Problem:
Please set down every one of the following records again line for line, with no character changed.
[start]
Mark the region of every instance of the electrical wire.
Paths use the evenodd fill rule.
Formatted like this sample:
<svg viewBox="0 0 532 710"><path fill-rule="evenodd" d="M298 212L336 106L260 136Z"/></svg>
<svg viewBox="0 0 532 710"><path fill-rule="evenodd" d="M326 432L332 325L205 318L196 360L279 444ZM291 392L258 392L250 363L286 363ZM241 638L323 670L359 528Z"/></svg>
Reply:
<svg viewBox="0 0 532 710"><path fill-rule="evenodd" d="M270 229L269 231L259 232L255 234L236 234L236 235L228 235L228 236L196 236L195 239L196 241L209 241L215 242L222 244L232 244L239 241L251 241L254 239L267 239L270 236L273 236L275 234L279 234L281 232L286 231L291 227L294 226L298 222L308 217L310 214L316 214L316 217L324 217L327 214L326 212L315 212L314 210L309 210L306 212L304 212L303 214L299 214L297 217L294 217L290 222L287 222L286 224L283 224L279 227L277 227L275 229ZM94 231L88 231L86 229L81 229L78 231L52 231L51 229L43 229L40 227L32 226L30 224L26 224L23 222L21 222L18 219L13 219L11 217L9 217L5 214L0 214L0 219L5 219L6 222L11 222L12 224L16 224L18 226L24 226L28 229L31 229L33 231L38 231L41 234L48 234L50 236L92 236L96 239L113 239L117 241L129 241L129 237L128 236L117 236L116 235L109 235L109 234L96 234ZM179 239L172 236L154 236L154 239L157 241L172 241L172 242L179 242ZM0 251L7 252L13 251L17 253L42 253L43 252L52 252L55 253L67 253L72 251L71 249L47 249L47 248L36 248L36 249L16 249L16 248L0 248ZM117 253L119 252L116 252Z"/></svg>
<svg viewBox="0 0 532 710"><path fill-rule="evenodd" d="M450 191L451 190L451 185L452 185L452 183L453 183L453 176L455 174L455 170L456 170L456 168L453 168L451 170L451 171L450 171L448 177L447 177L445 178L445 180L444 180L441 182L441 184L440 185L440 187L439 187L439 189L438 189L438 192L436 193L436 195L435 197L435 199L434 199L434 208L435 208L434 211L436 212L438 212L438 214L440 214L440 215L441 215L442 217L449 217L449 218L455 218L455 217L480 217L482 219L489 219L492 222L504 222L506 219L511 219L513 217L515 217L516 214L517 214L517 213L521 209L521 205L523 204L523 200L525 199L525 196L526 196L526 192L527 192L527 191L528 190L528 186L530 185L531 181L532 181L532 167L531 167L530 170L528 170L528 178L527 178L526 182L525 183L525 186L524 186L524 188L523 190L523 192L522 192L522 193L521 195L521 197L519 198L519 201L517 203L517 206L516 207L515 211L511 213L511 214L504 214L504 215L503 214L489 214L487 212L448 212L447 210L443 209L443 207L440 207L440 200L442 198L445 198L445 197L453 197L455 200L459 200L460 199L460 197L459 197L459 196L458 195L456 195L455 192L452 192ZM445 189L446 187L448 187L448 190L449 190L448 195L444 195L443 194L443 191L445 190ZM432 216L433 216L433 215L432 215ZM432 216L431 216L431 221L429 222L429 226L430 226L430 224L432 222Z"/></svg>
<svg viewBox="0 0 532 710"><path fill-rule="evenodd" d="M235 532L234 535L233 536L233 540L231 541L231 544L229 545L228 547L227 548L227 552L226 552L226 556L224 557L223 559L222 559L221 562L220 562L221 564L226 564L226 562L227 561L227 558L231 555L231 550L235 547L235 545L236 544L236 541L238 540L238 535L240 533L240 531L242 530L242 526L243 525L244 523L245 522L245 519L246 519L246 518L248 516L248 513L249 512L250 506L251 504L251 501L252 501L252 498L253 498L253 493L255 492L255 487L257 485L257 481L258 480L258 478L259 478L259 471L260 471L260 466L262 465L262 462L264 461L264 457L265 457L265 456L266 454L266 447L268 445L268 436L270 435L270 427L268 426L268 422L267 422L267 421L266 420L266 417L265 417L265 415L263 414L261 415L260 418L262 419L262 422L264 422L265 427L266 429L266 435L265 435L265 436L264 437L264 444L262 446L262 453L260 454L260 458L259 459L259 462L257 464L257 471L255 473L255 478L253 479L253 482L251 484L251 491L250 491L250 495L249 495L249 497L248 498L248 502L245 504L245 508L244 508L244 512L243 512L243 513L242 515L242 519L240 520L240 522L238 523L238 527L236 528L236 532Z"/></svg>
[end]
Exercise result:
Mark the region of every instance of the electrical wire.
Paths use the evenodd fill rule.
Formatted like this sample:
<svg viewBox="0 0 532 710"><path fill-rule="evenodd" d="M298 212L336 106L260 136Z"/></svg>
<svg viewBox="0 0 532 710"><path fill-rule="evenodd" d="M326 432L332 325L205 318L196 360L279 444ZM291 392L258 392L250 363L286 363ZM241 638L323 670L359 528Z"/></svg>
Reply:
<svg viewBox="0 0 532 710"><path fill-rule="evenodd" d="M270 229L269 231L259 232L255 234L236 234L236 235L228 235L228 236L196 236L195 239L196 241L209 241L215 242L222 244L232 244L239 241L251 241L254 239L267 239L270 236L273 236L275 234L279 234L281 232L286 231L291 227L294 226L298 222L308 217L310 214L316 214L316 217L324 217L327 214L326 212L315 212L314 210L309 210L306 212L304 212L303 214L299 214L297 217L294 217L290 222L287 222L286 224L283 224L279 227L277 227L275 229ZM94 231L88 231L86 229L81 229L78 231L52 231L51 229L43 229L40 227L32 226L30 224L26 224L23 222L21 222L18 219L13 219L11 217L9 217L5 214L0 214L0 219L5 219L6 222L11 222L12 224L16 224L18 226L24 226L28 229L31 229L33 231L38 231L41 234L48 234L50 236L92 236L96 239L113 239L117 241L129 241L129 237L128 236L117 236L116 235L109 235L109 234L96 234ZM179 239L172 236L154 236L154 239L157 241L172 241L172 242L179 242ZM0 251L7 252L13 251L17 253L42 253L43 252L52 252L55 253L67 253L72 251L71 249L47 249L47 248L36 248L36 249L16 249L16 248L0 248ZM117 253L119 252L116 252Z"/></svg>
<svg viewBox="0 0 532 710"><path fill-rule="evenodd" d="M450 191L451 190L451 185L452 185L452 183L453 183L453 176L455 174L455 170L456 170L456 168L453 168L451 170L451 171L450 171L448 177L447 177L445 178L445 180L444 180L441 182L441 184L440 185L440 187L439 187L439 189L438 189L438 192L436 193L436 195L435 197L435 199L434 199L434 208L435 208L434 211L436 212L438 212L438 214L440 214L440 215L441 215L442 217L449 217L449 218L455 218L455 217L480 217L482 219L489 219L492 222L504 222L506 219L511 219L513 217L515 217L516 214L517 214L517 213L521 209L521 205L523 204L523 200L525 199L525 196L526 196L526 192L527 192L527 191L528 190L528 186L530 185L531 181L532 181L532 167L531 167L530 170L528 170L528 178L527 178L526 182L525 183L525 186L524 186L524 188L523 190L523 192L522 192L522 193L521 195L521 197L519 198L519 201L517 203L517 206L516 207L515 211L511 213L511 214L504 214L504 215L503 214L489 214L487 212L448 212L447 210L443 209L443 207L440 207L440 200L442 198L445 198L445 197L453 197L455 200L459 200L460 199L460 197L459 197L459 196L458 195L456 195L455 192L452 192ZM445 189L446 187L448 187L448 190L449 190L448 195L444 195L443 194L443 191L445 190ZM432 216L433 216L433 215L432 215ZM432 216L431 216L431 221L429 222L429 226L430 226L430 224L432 222Z"/></svg>
<svg viewBox="0 0 532 710"><path fill-rule="evenodd" d="M235 532L234 535L233 536L233 540L231 541L231 544L229 545L228 547L227 548L227 552L226 552L226 556L224 557L223 559L222 559L221 562L220 562L221 564L226 564L226 562L227 561L227 558L231 555L231 550L235 547L235 545L236 544L236 541L238 540L238 535L240 533L240 531L242 530L242 526L243 525L244 523L245 522L245 519L246 519L246 518L248 516L248 513L249 512L250 506L251 504L251 501L252 501L252 498L253 498L253 493L255 492L255 487L257 485L257 481L258 480L258 478L259 478L259 471L260 471L260 466L262 465L262 462L264 461L264 457L265 457L265 456L266 454L266 447L268 445L268 436L270 435L270 427L268 426L268 422L267 422L267 421L266 420L266 417L265 417L265 415L263 414L261 415L260 418L262 419L262 422L264 422L265 427L266 429L266 435L265 435L265 436L264 437L264 444L262 446L262 453L260 454L260 458L259 459L259 462L257 464L257 471L255 473L255 478L253 479L253 482L251 484L251 491L250 491L250 495L249 495L249 497L248 498L248 502L245 504L245 508L244 508L244 512L243 512L243 513L242 515L242 519L240 520L240 522L238 523L238 527L236 528L236 532Z"/></svg>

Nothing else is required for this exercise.